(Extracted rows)
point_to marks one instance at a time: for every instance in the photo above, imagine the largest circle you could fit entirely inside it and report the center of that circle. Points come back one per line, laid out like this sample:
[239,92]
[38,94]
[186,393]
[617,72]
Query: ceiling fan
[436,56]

» Exercise requirements:
Copy out every row above, including each request and its sample lines, but shift each coordinate in the answers up by 113. Leave all numbers in the requests and their format samples as they are.

» Response to this exercise:
point_to marks one instance at a time: for every instance in the photo above, imagine the largest circle you could fit entirely inside it and report the center of that circle. Points come back one per line, laid out like this sample:
[239,92]
[38,94]
[186,393]
[617,72]
Query: ceiling fan
[549,169]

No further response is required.